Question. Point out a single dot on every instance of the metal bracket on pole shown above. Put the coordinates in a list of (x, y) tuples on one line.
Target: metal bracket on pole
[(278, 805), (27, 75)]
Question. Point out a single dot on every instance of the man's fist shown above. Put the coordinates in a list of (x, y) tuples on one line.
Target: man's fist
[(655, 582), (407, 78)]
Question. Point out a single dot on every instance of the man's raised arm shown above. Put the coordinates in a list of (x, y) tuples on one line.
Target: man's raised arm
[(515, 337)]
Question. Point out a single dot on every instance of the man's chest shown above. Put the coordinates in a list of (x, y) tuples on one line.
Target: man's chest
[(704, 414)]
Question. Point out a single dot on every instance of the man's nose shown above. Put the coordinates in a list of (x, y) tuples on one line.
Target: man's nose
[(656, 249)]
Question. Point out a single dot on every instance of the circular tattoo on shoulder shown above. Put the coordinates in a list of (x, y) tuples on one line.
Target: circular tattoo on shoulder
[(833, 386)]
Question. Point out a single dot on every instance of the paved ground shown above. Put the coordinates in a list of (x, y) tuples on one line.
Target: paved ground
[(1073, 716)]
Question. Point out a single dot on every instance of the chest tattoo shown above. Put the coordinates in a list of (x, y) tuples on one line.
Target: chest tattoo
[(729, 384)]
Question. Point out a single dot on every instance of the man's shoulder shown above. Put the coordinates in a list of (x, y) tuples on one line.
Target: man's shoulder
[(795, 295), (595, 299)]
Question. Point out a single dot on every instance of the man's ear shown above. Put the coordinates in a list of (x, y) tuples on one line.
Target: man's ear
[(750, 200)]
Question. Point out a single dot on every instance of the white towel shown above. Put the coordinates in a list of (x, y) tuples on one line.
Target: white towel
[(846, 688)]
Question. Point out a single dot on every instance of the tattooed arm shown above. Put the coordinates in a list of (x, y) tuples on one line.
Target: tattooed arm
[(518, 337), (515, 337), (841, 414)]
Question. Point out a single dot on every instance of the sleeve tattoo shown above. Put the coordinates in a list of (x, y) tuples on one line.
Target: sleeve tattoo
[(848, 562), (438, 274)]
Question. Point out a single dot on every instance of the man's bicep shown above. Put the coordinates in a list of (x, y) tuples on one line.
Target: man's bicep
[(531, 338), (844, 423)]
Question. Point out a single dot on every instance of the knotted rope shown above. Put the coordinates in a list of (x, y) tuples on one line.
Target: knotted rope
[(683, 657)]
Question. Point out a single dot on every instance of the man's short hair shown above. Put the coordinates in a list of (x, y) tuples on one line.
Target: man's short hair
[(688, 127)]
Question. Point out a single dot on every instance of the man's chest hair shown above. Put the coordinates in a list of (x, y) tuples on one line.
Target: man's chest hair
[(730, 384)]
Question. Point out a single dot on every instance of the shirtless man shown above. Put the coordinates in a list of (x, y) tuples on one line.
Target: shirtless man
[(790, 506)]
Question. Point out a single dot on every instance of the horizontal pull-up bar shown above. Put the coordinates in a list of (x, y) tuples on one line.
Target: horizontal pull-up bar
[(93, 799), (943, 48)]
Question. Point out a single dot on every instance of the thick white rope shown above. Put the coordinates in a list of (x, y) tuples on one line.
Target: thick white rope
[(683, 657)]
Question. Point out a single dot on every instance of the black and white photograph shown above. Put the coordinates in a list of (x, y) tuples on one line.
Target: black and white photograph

WHAT YOU WILL DO »
Set the whole listing down again, unchanged.

PROBLEM SOLUTION »
Question. Point out a single dot on every instance of the metal bracket on pole shown above. Put the coordinates in a list of (x, y) tuples on one line.
Target: metal bracket on pole
[(278, 805), (27, 75)]
Question. Point out a single dot on every instance of the man's fist shown above. Put the coordinates in a list of (x, y) tuples on one line.
Target: man's fist
[(655, 582), (407, 78)]
Question. Point out a single dot on every instance of the man's raised arm shown above. Put the coordinates in a list of (x, y) tuples on one line.
Target: man's raised arm
[(515, 337)]
Question. Point out a single dot on every instance of the man's chest shown above. Put the coordinates in a list of (x, y) tuples on one line.
Target: man's chest
[(704, 414)]
Question. Point out a single dot on every instance of the man's nose shown above. Put the coordinates in a list of (x, y) tuples on one line.
Target: man's nose
[(656, 249)]
Question. Point out a single dot on every instance of the circular tattoo on shoulder shown above. Put the coordinates in a list of (x, y) tuples on one line.
Target: circular tattoo on shoulder
[(833, 386)]
Question. Point out a single dot on every instance of the paved ground shown above. Put the coordinates in a list of (x, y) tuples on one line.
Target: paved ground
[(1073, 716)]
Question. Point out a single dot on every instance of the chest tattoo shown above. Put the coordinates in a list of (x, y) tuples on one line.
Target: chest tattoo
[(729, 384)]
Question. Point out a single dot on every instance of the man's shoulder shown above. Put the coordinates in a list of (x, y) tuples on one line.
Target: man's shoulder
[(795, 295), (595, 299)]
Question. Point out a single dot on every instance of the man's ear shown above. Put the coordinates in a list of (x, y) tuples on one line.
Target: man's ear
[(750, 200)]
Question. Point out a single dot on every instance of the white towel shown above. Put the coordinates in a list of (x, y) tuples on one line.
Target: white towel
[(846, 688)]
Question. Point out a single dot on every instance of the tattooed arm shown above. Put the coordinates in a list of (x, y) tuples on one line.
Target: tattooed arm
[(518, 337), (515, 337), (841, 414)]
Question. Point out a single dot on every instance of the sleeve tattoo shown above. Put the coordinates in a list of (x, y) tuples on one line.
Target: sleeve tattoo
[(848, 562), (438, 274)]
Question. Point out a single dot on every instance of the man's bicep shown above. Put the coordinates in a list of (x, y) tuples on one line.
Target: man's bicep
[(531, 338), (844, 423)]
Question. Point out a single dot on every instance of the knotted rope shown above. Put the coordinates in a list of (x, y) tuples on one line.
Target: knotted rope
[(683, 657)]
Question. Point out a single dot on every instance of the man's short hair shown above. Put the coordinates in a list of (x, y) tuples on one line.
Target: man's short hair
[(688, 127)]
Question. Point out a single dot on every instance of the man's chest hair shown above. Put the coordinates in a list of (x, y) tuples on one line.
Target: man's chest hair
[(730, 384)]
Question. Point out a single dot on every instance of the shirtless man shown above. Put the coordinates in a list of (x, y) tuples on one line.
Target: shirtless man
[(790, 506)]
Question. Point out a single dot on every instance of the horizontal pull-up bar shown above. Put the coordinates in a list of (x, y) tuples on one line.
Target: horizontal pull-up bar
[(93, 799), (943, 48)]
Question. Point out a single dot on every instance of the thick white rope shown above. Put the coordinates in a list of (x, y) tuples on one line.
Target: thick white rope
[(683, 657)]
Question. Point out a single dot on every instance of the black and white photograph shown above. Put the coordinates in a list of (x, y) tuples on one line.
Target: black and white photograph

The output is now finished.